> [Brief]:
Keeping every word the same, return the listing from its first line until the line holding "the white cloud" has been returned as well.

--- Data ---

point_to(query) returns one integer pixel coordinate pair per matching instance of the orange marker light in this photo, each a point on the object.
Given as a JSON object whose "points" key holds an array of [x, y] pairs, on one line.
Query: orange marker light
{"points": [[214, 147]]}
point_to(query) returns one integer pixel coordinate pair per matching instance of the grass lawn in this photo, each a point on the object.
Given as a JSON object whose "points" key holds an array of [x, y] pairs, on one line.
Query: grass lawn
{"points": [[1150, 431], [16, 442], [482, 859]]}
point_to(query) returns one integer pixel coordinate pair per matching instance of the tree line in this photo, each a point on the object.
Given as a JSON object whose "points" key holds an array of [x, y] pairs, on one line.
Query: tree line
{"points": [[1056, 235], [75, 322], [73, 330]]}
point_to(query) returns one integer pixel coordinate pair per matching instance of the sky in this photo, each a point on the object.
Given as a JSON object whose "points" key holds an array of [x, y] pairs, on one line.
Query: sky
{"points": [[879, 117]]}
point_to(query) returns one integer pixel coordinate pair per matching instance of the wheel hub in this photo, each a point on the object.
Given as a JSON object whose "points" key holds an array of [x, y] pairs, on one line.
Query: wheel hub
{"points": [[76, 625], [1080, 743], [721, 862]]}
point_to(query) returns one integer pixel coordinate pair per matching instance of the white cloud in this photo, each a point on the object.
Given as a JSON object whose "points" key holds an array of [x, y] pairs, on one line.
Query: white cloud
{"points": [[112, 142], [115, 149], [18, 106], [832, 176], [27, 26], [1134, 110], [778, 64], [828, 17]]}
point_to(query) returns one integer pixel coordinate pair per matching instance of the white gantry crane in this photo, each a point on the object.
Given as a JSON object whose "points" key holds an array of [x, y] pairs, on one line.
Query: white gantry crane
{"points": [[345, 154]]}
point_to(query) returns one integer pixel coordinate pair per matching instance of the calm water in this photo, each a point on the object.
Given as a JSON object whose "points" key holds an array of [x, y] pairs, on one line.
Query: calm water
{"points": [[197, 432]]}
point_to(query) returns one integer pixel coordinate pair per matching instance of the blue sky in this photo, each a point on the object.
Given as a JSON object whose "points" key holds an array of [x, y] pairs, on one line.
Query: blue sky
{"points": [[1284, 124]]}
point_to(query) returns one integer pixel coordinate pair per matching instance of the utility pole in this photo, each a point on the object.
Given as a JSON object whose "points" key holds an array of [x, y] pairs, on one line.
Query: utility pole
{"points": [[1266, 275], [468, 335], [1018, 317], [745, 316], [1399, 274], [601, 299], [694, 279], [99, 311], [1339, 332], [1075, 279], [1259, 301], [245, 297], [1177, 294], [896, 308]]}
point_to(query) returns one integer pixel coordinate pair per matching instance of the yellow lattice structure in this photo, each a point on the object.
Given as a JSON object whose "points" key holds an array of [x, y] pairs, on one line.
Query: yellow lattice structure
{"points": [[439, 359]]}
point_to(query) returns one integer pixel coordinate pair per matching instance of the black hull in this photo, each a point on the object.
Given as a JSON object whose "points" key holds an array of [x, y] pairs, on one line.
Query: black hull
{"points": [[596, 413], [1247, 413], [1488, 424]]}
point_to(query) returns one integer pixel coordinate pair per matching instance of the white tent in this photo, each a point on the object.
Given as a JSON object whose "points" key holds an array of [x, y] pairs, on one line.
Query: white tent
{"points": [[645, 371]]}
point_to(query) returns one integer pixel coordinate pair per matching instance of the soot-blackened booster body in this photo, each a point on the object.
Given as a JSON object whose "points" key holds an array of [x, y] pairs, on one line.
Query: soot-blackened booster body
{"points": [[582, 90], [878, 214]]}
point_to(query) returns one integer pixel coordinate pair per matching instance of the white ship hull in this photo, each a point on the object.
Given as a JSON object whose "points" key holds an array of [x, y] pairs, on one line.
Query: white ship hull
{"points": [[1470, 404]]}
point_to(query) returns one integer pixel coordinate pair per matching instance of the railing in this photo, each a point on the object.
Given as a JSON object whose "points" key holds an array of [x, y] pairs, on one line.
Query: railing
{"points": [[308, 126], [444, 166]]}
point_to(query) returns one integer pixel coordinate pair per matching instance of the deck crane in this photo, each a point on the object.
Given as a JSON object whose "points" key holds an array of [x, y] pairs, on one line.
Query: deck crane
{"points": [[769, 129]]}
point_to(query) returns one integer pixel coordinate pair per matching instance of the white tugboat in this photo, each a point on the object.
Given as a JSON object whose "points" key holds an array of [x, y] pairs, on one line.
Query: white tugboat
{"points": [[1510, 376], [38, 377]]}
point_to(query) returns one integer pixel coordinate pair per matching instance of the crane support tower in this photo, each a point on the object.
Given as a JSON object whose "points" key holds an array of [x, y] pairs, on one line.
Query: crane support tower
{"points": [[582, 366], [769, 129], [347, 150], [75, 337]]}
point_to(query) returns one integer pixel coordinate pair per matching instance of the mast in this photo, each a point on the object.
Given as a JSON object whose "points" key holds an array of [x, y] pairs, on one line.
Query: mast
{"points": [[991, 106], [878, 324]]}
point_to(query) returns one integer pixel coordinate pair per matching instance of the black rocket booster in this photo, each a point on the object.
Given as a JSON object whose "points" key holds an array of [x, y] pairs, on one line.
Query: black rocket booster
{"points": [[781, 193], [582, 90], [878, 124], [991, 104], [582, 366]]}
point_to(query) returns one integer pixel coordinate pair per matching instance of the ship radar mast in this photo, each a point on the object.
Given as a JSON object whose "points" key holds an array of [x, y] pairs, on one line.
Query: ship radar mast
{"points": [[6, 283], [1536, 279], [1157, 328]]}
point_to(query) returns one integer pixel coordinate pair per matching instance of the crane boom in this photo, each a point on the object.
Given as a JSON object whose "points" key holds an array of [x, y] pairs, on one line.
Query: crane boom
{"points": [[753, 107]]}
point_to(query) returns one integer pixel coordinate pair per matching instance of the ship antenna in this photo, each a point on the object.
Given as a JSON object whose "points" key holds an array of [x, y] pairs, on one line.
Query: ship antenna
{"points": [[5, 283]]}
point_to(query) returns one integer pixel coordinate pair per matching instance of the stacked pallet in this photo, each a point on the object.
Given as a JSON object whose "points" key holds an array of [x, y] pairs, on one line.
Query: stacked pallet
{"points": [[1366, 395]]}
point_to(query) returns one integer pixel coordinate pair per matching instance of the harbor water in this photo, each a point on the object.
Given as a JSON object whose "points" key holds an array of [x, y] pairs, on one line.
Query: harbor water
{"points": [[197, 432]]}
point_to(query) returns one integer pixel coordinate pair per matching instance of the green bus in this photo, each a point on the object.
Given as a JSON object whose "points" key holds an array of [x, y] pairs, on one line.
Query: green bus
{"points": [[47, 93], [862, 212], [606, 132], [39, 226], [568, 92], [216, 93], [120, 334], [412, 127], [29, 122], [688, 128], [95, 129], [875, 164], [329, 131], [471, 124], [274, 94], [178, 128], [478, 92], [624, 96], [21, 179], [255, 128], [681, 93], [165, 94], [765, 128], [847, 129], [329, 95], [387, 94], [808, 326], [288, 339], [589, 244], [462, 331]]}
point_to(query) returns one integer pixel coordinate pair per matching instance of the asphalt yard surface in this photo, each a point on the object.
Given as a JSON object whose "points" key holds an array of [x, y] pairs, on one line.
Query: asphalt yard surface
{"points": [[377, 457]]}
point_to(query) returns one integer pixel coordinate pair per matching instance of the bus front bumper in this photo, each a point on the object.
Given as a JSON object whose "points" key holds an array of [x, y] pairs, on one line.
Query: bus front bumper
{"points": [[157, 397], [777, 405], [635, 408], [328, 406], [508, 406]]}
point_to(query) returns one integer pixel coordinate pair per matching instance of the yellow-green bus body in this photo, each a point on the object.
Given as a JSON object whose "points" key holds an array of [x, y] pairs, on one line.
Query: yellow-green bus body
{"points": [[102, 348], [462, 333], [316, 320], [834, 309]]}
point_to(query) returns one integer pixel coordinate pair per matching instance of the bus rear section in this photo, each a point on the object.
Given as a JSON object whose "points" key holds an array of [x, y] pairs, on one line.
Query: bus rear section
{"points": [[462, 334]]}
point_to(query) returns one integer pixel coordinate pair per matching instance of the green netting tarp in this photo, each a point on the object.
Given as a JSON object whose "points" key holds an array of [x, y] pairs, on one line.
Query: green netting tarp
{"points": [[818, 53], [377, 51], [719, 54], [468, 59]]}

---

> [Exercise response]:
point_to(query) returns one integer pixel coordinate pair per matching instance of the orange marker light in this photo, each a point on the object.
Given as a JSON object whose "points" key holds an array of [x, y] pairs, on one line.
Query: orange marker light
{"points": [[214, 147]]}
point_to(query) returns one integer pixel coordinate pair per matching instance of the grass lawn in this photo, each a point on the object.
Given as a JSON object whose "points" key holds an array of [x, y] pairs, on one line.
Query: grass lawn
{"points": [[1150, 431], [16, 442], [482, 859]]}
point_to(query) returns one integer pixel coordinate pair per matching instance of the tree line in this photo, each a point on the object.
Given as a JSON object whose "points" key holds an array of [x, y] pairs, on one line.
Query: tree line
{"points": [[1056, 235], [75, 322], [73, 330]]}
point_to(query) returns one integer pixel coordinate pair per matching instance of the sky in this photo, each a point on the object.
Given as a JSON object whose "points" key holds an array of [x, y] pairs, on one line.
Query: sky
{"points": [[879, 117]]}
point_to(query) returns one integer pixel coordinate pair per matching instance of the wheel hub in this photo, each a point on the object.
Given as a JSON object whose "points" key holds an array of [x, y] pairs, on one line.
Query: wheel hub
{"points": [[76, 625], [1080, 743], [721, 862]]}
point_to(query) returns one integer pixel coordinate pair per matching instance of the white cloud in this photo, each a point on the object.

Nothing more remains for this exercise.